▶

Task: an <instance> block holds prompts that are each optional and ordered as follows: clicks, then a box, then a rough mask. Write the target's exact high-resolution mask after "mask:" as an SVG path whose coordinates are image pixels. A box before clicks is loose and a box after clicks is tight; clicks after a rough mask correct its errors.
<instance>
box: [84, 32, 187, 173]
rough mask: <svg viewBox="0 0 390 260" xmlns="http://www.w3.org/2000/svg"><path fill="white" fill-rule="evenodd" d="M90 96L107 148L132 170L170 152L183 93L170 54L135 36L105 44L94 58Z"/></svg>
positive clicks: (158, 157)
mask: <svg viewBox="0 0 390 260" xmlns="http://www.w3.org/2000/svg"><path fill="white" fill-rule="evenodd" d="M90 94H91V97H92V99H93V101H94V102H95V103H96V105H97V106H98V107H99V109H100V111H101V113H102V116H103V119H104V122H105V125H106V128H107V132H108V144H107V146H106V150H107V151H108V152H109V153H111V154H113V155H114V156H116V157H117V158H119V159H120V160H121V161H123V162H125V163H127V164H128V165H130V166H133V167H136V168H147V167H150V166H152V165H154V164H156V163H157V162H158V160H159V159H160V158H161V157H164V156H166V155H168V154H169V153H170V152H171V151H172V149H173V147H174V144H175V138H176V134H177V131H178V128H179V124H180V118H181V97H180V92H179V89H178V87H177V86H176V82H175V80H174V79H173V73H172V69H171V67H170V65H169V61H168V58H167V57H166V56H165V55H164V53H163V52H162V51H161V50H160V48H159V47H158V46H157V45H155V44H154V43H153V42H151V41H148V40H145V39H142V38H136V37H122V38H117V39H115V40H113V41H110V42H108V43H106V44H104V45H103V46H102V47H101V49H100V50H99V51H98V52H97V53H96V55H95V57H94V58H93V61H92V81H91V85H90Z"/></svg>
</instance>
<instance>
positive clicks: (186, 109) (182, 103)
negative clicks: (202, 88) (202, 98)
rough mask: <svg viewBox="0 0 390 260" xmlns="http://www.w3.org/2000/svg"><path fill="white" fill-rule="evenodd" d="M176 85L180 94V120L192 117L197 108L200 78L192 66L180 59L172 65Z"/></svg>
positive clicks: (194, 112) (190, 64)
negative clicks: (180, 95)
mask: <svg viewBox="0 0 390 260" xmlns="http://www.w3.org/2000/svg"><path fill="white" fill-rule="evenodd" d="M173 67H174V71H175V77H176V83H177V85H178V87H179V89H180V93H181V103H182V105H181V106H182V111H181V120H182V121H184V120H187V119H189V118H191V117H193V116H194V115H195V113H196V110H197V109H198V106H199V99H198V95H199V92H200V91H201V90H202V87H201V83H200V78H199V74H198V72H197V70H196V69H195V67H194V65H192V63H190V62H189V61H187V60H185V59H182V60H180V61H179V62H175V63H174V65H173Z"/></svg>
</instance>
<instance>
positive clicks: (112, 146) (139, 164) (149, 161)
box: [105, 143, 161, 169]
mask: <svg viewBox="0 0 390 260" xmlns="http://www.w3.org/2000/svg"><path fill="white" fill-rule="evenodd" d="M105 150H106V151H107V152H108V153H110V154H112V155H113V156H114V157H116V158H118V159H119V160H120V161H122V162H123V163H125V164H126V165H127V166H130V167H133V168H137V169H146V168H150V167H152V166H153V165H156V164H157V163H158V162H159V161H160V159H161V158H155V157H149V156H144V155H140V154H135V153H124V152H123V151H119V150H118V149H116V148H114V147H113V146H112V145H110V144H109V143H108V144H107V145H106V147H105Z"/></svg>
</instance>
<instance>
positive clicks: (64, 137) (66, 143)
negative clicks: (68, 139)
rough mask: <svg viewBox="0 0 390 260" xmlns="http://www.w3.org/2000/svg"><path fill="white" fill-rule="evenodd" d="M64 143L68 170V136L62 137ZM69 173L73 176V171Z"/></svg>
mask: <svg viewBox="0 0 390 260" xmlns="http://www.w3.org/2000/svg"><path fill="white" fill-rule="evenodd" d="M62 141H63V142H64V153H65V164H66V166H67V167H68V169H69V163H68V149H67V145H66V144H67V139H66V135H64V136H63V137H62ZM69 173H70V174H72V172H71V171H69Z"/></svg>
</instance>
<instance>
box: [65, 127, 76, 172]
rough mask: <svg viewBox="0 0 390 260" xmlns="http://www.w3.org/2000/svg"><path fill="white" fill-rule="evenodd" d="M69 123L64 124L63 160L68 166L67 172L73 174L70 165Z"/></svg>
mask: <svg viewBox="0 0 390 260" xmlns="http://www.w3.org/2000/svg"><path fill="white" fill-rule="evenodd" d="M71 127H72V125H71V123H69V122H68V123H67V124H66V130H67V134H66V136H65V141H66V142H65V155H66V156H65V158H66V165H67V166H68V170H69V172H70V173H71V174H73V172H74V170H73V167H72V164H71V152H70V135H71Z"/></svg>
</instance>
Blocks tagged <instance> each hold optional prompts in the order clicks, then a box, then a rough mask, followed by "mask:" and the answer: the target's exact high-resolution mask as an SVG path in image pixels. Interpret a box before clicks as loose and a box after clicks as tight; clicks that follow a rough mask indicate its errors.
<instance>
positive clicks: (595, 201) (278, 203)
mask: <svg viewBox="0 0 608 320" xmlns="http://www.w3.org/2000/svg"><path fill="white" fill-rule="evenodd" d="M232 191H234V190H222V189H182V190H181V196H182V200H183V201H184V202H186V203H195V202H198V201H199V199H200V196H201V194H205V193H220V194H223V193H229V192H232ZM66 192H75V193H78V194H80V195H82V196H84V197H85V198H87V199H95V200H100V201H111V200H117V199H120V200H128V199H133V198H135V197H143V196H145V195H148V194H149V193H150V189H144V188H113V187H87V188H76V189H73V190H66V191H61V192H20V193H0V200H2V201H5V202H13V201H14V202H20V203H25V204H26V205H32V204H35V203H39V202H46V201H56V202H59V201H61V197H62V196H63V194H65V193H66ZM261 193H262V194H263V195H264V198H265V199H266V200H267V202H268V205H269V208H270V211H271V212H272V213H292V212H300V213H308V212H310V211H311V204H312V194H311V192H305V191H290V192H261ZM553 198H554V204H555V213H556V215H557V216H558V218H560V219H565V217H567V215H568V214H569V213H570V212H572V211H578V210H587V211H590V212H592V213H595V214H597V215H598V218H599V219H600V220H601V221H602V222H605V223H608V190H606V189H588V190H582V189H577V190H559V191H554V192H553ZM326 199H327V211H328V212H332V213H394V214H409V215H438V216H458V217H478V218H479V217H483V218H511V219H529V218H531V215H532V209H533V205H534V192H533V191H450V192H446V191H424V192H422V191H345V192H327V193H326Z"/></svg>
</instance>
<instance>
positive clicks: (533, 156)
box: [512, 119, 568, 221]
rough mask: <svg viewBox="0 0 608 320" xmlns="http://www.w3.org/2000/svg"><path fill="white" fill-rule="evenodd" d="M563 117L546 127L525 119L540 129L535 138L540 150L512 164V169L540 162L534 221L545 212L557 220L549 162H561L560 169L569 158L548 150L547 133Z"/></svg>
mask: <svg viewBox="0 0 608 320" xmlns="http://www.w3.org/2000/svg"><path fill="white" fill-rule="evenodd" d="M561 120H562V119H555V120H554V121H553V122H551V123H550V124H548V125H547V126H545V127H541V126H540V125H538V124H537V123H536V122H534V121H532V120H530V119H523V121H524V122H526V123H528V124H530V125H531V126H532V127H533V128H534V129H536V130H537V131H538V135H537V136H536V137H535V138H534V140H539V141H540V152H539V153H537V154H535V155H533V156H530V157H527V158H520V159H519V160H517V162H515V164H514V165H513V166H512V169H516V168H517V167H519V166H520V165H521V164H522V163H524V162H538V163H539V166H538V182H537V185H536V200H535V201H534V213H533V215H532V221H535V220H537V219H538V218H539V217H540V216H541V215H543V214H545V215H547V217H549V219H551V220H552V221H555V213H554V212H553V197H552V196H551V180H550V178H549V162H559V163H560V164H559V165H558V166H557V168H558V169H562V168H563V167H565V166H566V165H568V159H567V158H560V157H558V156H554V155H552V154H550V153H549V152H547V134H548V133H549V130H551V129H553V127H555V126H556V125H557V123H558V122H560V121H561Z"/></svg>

◀

* INSTRUCTIONS FOR THE TASK:
Filter the entries above and return only the lines holding "prompts".

* SOLUTION FOR THIS EXERCISE:
Task: an <instance> block holds prompts that are each optional and ordered as follows: clicks, then a box, then a rough mask. Write the target's exact high-resolution mask after "mask:" as an SVG path whose coordinates are image pixels. A box before clicks is loose and a box after clicks is tight; clicks after a rough mask correct its errors.
Blocks tagged <instance> each hold optional prompts in the order clicks, then a box, then a rough mask, followed by "mask:" and the answer: the target's exact high-resolution mask as an SVG path in image pixels. Interpret a box before clicks as loose and a box after clicks as tight; clicks that follow a rough mask indicate its errors.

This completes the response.